● Input
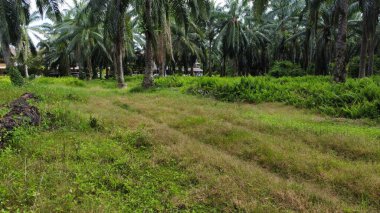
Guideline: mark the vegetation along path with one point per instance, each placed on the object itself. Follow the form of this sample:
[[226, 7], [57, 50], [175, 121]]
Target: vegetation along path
[[102, 149]]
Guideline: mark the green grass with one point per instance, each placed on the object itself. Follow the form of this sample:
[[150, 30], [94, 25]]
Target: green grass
[[353, 99], [105, 149]]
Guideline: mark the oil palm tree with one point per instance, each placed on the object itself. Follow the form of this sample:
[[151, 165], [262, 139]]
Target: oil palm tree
[[340, 72], [233, 34], [113, 14], [12, 12], [371, 11]]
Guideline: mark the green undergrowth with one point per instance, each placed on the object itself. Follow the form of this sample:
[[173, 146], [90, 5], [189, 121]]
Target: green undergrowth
[[76, 161], [357, 98]]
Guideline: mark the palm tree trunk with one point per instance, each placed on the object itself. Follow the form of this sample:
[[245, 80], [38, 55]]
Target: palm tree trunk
[[26, 69], [209, 58], [371, 52], [341, 46], [89, 69], [6, 54], [363, 55], [306, 49], [148, 76], [119, 45]]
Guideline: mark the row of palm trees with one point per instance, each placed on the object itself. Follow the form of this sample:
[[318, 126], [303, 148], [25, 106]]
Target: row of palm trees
[[240, 37]]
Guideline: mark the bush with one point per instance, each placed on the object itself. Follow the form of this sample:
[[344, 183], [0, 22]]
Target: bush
[[16, 77], [286, 68], [354, 66], [357, 98]]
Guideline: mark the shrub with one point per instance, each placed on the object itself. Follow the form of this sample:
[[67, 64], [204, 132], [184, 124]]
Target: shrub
[[357, 98], [286, 68], [16, 77], [354, 66]]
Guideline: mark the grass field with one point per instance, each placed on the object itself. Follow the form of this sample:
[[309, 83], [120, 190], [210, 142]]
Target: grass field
[[101, 149]]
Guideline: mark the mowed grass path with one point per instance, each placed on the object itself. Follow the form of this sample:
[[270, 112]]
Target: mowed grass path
[[201, 154]]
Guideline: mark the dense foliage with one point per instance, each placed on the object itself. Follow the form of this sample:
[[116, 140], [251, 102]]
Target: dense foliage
[[16, 77], [354, 99]]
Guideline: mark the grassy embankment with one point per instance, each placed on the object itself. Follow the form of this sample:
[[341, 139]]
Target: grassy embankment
[[103, 149]]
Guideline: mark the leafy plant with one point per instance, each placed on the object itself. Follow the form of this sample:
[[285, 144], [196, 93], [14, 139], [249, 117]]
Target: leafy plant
[[16, 77]]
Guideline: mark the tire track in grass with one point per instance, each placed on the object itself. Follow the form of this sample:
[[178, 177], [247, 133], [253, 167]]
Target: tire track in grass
[[280, 166], [227, 153]]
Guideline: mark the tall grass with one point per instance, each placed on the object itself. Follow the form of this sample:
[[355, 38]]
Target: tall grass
[[357, 98]]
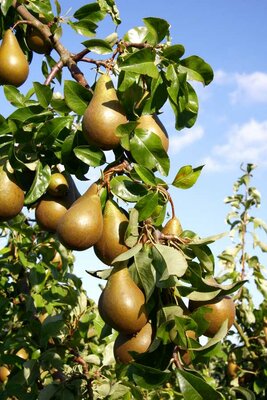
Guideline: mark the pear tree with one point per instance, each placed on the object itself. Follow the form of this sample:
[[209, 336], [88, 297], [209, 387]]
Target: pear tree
[[142, 338]]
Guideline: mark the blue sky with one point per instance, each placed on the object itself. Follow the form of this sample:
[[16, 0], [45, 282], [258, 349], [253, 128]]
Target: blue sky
[[232, 123]]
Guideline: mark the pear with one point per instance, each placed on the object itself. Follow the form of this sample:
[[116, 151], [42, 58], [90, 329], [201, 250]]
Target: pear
[[51, 209], [102, 116], [36, 41], [14, 67], [82, 225], [152, 123], [111, 242], [122, 304], [138, 342], [58, 185], [11, 196], [173, 227]]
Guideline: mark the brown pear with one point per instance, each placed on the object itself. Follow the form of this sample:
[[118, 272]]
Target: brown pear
[[102, 116], [122, 304], [152, 123], [11, 196], [173, 227], [82, 225], [111, 242], [36, 41], [14, 67], [51, 209], [138, 343], [58, 185]]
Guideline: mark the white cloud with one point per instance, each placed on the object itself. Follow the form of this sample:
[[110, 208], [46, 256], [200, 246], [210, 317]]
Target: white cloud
[[245, 143], [185, 138]]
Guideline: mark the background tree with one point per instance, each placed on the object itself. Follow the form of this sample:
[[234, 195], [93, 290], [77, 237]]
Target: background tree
[[53, 342]]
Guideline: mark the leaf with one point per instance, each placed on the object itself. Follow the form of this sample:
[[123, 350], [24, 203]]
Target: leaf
[[43, 93], [158, 29], [40, 183], [147, 377], [145, 274], [90, 156], [146, 148], [98, 46], [175, 260], [141, 62], [76, 96], [197, 69], [187, 176], [194, 388]]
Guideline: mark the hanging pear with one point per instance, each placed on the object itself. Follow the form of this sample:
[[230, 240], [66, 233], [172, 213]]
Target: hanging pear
[[152, 123], [173, 227], [102, 116], [82, 225], [111, 242], [11, 196], [122, 304], [14, 67]]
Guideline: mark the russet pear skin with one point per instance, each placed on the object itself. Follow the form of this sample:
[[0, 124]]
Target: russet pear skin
[[111, 243], [11, 196], [122, 304], [152, 123], [138, 342], [102, 116], [14, 67], [82, 225]]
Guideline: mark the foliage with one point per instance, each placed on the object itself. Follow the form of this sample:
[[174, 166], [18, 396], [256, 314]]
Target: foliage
[[44, 308]]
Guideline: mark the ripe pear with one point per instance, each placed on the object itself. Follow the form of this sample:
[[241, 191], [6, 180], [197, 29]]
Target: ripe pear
[[58, 185], [122, 304], [102, 116], [173, 227], [111, 242], [51, 209], [152, 123], [219, 310], [36, 41], [11, 196], [14, 67], [138, 342], [82, 225], [4, 373]]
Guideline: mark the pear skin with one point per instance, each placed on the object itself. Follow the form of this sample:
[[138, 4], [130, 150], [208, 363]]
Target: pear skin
[[82, 225], [139, 343], [102, 116], [111, 243], [14, 67], [122, 304], [11, 196], [173, 227], [152, 123]]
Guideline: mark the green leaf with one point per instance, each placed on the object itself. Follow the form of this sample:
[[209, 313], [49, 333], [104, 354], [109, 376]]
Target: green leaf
[[146, 148], [40, 183], [146, 205], [144, 271], [141, 62], [76, 96], [89, 156], [175, 260], [98, 46], [187, 176], [194, 388], [126, 189], [158, 29], [197, 69], [43, 93], [147, 377], [174, 53]]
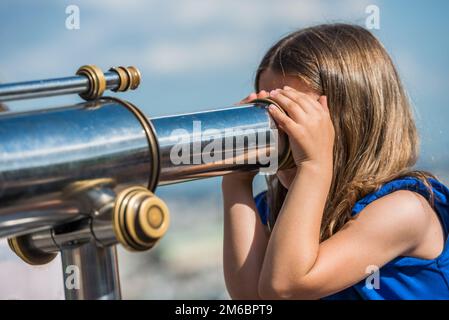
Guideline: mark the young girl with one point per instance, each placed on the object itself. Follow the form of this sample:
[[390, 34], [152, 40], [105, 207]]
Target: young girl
[[352, 205]]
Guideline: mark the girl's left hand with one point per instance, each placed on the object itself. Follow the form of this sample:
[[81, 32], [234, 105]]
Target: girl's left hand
[[308, 124]]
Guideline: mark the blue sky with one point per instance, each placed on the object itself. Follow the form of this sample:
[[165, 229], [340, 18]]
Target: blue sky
[[197, 55]]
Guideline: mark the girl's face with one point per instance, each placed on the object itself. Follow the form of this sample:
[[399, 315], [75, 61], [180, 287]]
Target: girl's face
[[269, 81]]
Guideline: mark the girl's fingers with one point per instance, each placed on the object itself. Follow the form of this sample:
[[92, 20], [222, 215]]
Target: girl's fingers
[[289, 105], [284, 121], [252, 96], [263, 94]]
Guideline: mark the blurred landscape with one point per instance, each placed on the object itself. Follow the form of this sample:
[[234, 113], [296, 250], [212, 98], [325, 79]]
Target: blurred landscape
[[196, 55]]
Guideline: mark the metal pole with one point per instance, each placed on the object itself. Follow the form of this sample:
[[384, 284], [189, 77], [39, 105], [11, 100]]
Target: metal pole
[[91, 272]]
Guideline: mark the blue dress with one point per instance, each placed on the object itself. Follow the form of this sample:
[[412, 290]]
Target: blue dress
[[403, 277]]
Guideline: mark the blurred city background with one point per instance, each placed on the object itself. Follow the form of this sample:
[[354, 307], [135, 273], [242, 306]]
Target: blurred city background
[[196, 55]]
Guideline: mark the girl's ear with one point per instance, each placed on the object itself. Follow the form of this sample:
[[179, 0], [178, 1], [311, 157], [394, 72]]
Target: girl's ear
[[323, 101]]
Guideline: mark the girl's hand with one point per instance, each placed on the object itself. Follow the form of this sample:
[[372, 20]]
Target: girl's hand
[[253, 96], [308, 125]]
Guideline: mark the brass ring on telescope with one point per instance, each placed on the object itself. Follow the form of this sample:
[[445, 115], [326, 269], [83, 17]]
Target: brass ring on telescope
[[135, 77], [125, 80], [152, 141], [287, 162], [81, 186], [21, 247], [97, 82]]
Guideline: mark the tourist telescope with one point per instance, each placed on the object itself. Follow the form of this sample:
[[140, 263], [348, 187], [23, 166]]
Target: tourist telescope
[[80, 179]]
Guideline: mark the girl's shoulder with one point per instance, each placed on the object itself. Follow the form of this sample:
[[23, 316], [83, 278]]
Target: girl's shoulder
[[435, 192], [409, 212]]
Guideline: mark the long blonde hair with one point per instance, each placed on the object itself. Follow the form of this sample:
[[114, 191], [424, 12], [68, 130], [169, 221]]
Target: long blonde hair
[[375, 135]]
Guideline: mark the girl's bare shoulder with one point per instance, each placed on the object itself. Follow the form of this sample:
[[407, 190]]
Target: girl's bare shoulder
[[404, 219]]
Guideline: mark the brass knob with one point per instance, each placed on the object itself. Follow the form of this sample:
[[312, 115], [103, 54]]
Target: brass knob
[[22, 247], [287, 161], [129, 78], [140, 218]]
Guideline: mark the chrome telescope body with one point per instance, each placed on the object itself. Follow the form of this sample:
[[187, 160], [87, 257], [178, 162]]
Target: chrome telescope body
[[79, 179], [43, 153]]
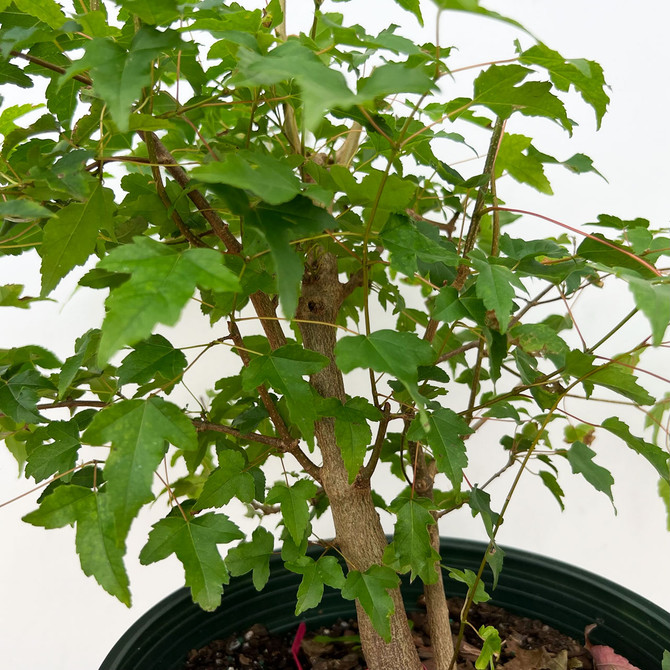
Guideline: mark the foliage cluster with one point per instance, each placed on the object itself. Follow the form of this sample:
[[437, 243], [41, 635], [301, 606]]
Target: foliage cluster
[[192, 150]]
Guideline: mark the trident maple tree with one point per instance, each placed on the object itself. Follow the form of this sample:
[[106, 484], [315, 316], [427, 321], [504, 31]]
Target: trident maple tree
[[298, 187]]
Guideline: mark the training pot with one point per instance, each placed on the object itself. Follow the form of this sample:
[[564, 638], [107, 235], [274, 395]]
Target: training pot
[[561, 596]]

● What is being asked
Please rewrite the records from the line with "Guideline: mark the foliage with" up to and including the line with "227], [152, 123]]", changing "ripe pear" to "mature pear" and leaving everything else as it is. Give only those lines.

● Correct result
Guideline: mark the foliage with one point per instance, each placed on the object itself. Follow the form of this sample:
[[174, 166], [18, 396], [256, 314]]
Target: foliage
[[44, 308]]
Guideline: mark the mature pear with one point per instance, each placed on the object itself. Follow the form of this sample:
[[241, 191], [6, 180], [197, 29]]
Target: mature pear
[[58, 185], [122, 304], [102, 116], [173, 227], [111, 242], [51, 209], [152, 123], [219, 310], [36, 41], [11, 196], [14, 67], [138, 342], [82, 225], [4, 373]]
Guideline: mark the pear skin with one point per instance, each placed on the object itself. Follow the form of this sample:
[[138, 4], [130, 150], [208, 363]]
Target: pear skin
[[82, 225], [139, 343], [102, 116], [111, 243], [14, 67], [122, 304], [11, 196], [173, 227], [152, 123]]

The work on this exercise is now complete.